=== 提示された本文 ===
ウェブサイト上で開催中の「ゆるキャラグランプリ(以下GP)」で、西東京市に突如現れた新星の「キャベッツさん」が大健闘しています。
全国394キャラクターがしのぎを削るなか、投票締切まで約2週間に迫った10日現在、9位につけています。最後の追い上げを応援する意味で、改めてそのキャラクターの謎と魅力に迫りました!
(※編集部注 投票は終了していますが、地域情報として掲載を継続しています)
特産のキャベツとネコ(キャット)が融合した妖精
キャベッツさんは、西東京市で生産量の多いキャベツと、ネコ(=キャット)が融合した妖精です。歌と踊りが得意で、語尾に「にゃべ」と言うのが口ぐせ。誕生日は野菜にちなんだ8月31日で、永遠のやさい(831歳)だとか。2歳と4歳の芽キャベッツ(子ども)を持つママです。
登場したのは2年ほど前。これまで、「西東京市民祭り」を始め、地域のさまざまなイベントに参加しており、オリジナル曲などを披露しています。
ちなみに、バックバンドは、地元ゆかりの6人で結成する「ミックスベジタブル」。ライブでは、キャベッツさんの後ろで、それぞれの野菜に変身して演奏しています。
歌えるキャラクターという特徴から市外のイベントから声がかかることもあり、キャベッツさんは可能な限り全国各地に出向いています。また、現在は西東京商工会青年部の広報・親善大使としても活動をしています。
そんなキャベッツさんに、自己紹介をお願いしてみました。50秒ほどの動画で、少しだけ歌声も披露してくれています!
動画(49秒)
さて、このように登場以来、みるみる活躍の場を広げたキャベッツさんですが、今年の春からは新型コロナウイルスの影響でイベント参加が軒並みストップしています。今後のイベント参加の見通しも立たないため、現在は、SNSなどに活動の主軸を移しています。
SNSでは、自作の歌の紹介動画のほか、新型コロナウイルスのため経営難に陥っている飲食店の応援を目的に、市内10店舗以上を巡って各店のPR動画を公開するなどしています。
2週間を残し、394キャラ中で9位にランキング
開催中の「ゆるキャラGP」では、自治体公認のゆるキャラも多数参加するなか、9月10日現在で9位と大健闘しています。この投票は1登録で1日1回できることから、キャベッツさんは、「最後の追い上げに力を貸してほしいにゃべ」と、市民の協力を呼びかけています(ゆるキャラGPへはこちらから/2020年の投票は9月25日まで)。
さて、そんなキャベッツさんには、実は密かな野望が……。
「西東京市の魅力をPRすると共に、芽キャベッツ(子ども)を持つママとして、子どもたちと一緒に歌って楽しみたいにゃべ。子どもたちに喜んでもらえるオリジナル曲で、いつか『紅白歌合戦』に出られたら最高にゃべ」
とキャベッツさん。西東京市から、また新たな全国的スターが生まれそうな予感がします。
誕生秘話 その背景には――
ところで、そんなキャベッツさんは、一体どのように生まれたのでしょうか? その誕生についてはベールに包まれています。
今回、インタビューで誕生の経緯を尋ねてみましたが、当人は無言を貫くのみ。頑なに、その素顔を隠し続けました。
=== データ行 ===
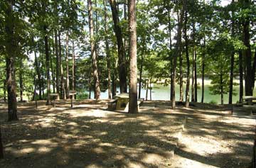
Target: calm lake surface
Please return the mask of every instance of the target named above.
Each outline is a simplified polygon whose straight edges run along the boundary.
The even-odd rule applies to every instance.
[[[201,82],[201,79],[198,79],[198,82]],[[235,82],[238,82],[238,81],[235,81]],[[209,89],[209,86],[210,86],[210,80],[206,79],[205,80],[205,94],[204,94],[204,102],[209,103],[210,101],[214,101],[218,103],[220,103],[220,95],[212,95],[210,94],[210,91]],[[138,86],[139,88],[139,86]],[[235,93],[236,95],[233,95],[233,103],[235,103],[239,100],[239,85],[233,86]],[[201,85],[199,83],[199,88],[198,89],[198,101],[201,102],[201,95],[202,95],[202,90]],[[184,99],[185,99],[185,89],[186,89],[186,84],[183,84],[183,93],[184,93]],[[118,89],[117,89],[118,90]],[[176,84],[175,86],[175,91],[176,91],[176,99],[179,99],[179,85]],[[190,91],[191,90],[190,89]],[[92,97],[94,96],[93,92],[92,94]],[[190,95],[191,93],[190,92]],[[254,95],[256,95],[256,91],[254,90]],[[107,90],[101,92],[100,99],[107,99]],[[142,88],[142,98],[146,98],[146,89]],[[148,93],[148,100],[150,100],[150,95],[149,95],[149,90]],[[170,85],[168,86],[163,86],[161,84],[154,84],[152,89],[152,100],[170,100]],[[224,103],[228,103],[228,94],[224,95]]]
===
課題の内容:
• 1. 本文によると、キャベッツさんの誕生日は何月何日か。
• 2. 次の(a)〜(c)がそれぞれ本文の内容と合っているかを、はい・いいえで答えよ。判断の決め手となる本文の語句もそのまま引用すること。
(a) キャベッツさんは3歳と5歳の子どもを持つママである。
(b) バックバンドは地元ゆかりの6人で結成されている。
(c) 2020年の投票は9月30日まで受け付けられた。
• 3. 本文の「SNSでは、自作の歌の紹介動」から「さて、そんなキャベッツさんには、実は密かな野望が……。」までを、一字も変えずにすべて書き写せ。
これらの行は使わなくてよい。

課題の解答:
• 1. 8月31日

• 2.
(a) いいえ。「2歳と4歳の芽キャベッツ(子ども)を持つママです」
(b) はい。「地元ゆかりの6人で結成する」
(c) いいえ。「2020年の投票は9月25日まで」

• 3.
SNSでは、自作の歌の紹介動画のほか、新型コロナウイルスのため経営難に陥っている飲食店の応援を目的に、市内10店舗以上を巡って各店のPR動画を公開するなどしています。
2週間を残し、394キャラ中で9位にランキング
開催中の「ゆるキャラGP」では、自治体公認のゆるキャラも多数参加するなか、9月10日現在で9位と大健闘しています。この投票は1登録で1日1回できることから、キャベッツさんは、「最後の追い上げに力を貸してほしいにゃべ」と、市民の協力を呼びかけています(ゆるキャラGPへはこちらから/2020年の投票は9月25日まで)。
さて、そんなキャベッツさんには、実は密かな野望が……。